Generation of RPL10-shRNA and RPL10-plasmid-expressing cells
Human RPL10 short hairpin RNA (RPL10-shRNA,) was constructed with double-strand oligonucleotides corresponding to the target sequence of GCCCGAATTTGTGCCAATA and inserted into PHY-310 RNAi lentivirus containing green fluorescent protein (GFP) (hU6-MCS-CMV-ZsGreen 1-PGK-Puro, Hanyin Biotechnology Co., Ltd., Shanghai, China). Human RPL10 (NM_006013.4, length 645bp) plasmid (RPL10-plasmid,) was inserted into PHY-008 lentivirus (CMV-MCS-PGK-Puro, Hanyin Biotechnology Co., Ltd., Shanghai, China). The sense and antisense sequences of RPL10-shRNA and RPL10-plasmid were listed in Table 1. A control lentivirus with shRNA (Control) or plasmid (Vector) was also supplied by Hanyin Biotechnology.
Next, we generated the RPL10-shRNA or RPL10-plasmid expressing cells and their respective control cells. OVCAR-3 cells were seeded in six-well plate overnight and infected with RPL10-shRNA or RPL10-plasmid lentivirus at the concentration of 20 multiplicity of infection (MOI) and 15 MOI, respectively, with polybrene at a final concentration of 8 µg/ml. After 24 h, infection medium was replaced with fresh medium supplemented with 3 µg/ml puromycin for killing non-infected cells. Fluorescence microscopy was used for examining the efficiency of RPL10-shRNA lentiviral transduction. The expression of RPL10-shRNA and RPL10-plasmid at protein levels was detected by Western blot. RPL10-shRNA and RPL10-plasmid expressing cells at the fifth passage were used for the functional assays below.

**Tasks to complete:**
**A.** In the RPL10 methods text, what concentration of puromycin was added to the fresh medium after infection?
**B.** Write the next part of the RPL10 methods text, starting after its final sentence.

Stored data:
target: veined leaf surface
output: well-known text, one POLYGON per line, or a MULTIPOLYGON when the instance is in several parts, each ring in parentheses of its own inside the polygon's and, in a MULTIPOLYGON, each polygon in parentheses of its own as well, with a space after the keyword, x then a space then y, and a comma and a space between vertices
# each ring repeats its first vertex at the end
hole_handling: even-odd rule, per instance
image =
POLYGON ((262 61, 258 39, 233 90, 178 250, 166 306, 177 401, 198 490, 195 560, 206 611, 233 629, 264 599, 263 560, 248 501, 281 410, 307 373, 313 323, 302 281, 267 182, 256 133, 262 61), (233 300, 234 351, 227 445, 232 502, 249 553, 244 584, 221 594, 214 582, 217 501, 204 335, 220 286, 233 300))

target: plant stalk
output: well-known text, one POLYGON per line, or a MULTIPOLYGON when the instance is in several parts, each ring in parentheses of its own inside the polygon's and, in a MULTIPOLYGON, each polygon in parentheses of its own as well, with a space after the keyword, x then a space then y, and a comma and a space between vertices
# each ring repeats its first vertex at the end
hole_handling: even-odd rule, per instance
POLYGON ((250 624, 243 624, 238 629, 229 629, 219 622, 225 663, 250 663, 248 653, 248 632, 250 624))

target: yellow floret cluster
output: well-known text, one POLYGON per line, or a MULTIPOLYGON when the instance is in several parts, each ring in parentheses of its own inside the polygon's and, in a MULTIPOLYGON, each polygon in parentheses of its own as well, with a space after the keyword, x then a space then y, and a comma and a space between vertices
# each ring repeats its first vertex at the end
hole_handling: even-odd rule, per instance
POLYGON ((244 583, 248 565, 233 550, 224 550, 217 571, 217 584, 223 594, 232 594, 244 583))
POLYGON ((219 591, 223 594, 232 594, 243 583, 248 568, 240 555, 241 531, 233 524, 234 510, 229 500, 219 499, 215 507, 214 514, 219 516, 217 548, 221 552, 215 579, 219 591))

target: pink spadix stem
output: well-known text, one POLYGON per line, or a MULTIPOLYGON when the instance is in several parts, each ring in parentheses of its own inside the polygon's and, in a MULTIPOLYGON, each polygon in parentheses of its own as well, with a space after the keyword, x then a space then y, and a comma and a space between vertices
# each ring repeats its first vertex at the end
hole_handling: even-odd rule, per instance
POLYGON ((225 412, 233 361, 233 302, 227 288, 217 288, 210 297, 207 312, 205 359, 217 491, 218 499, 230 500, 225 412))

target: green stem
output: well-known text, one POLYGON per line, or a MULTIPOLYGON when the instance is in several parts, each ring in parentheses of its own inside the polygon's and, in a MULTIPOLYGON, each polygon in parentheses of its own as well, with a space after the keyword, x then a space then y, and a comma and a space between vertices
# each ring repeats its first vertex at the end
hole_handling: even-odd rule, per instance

**Outputs in order:**
**A.** 3 µg/ml

**B.**
Measurement of cell viability
RPL10-shRNA expressing cells, RPL10-plasmid expressing cells and control cells were seeded in 96-well plate at a density of 1x104/well and cultured for 24, 48 or 72 h. Cell viability was detected by WST-1 assay (Roche Diagnostics, Indianapolis, IN, USA) according to the manufacturer's instruction. The signal in optical density (OD) was detected at 450 nm by a plate reader (BioTek Epoch, Winooski, VT, USA). Experiment was repeated at least three times.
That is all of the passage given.